The data Start Marker
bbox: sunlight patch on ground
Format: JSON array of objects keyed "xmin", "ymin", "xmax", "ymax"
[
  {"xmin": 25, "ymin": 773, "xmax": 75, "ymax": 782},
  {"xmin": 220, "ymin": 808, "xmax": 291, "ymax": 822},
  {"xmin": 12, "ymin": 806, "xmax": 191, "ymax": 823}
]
The data End Marker
**Exercise**:
Print all the data exactly.

**The completed task**:
bbox: sunlight patch on ground
Format: JSON array of objects keyed "xmin", "ymin", "xmax", "ymax"
[
  {"xmin": 25, "ymin": 773, "xmax": 75, "ymax": 782},
  {"xmin": 220, "ymin": 808, "xmax": 291, "ymax": 822},
  {"xmin": 12, "ymin": 806, "xmax": 191, "ymax": 823}
]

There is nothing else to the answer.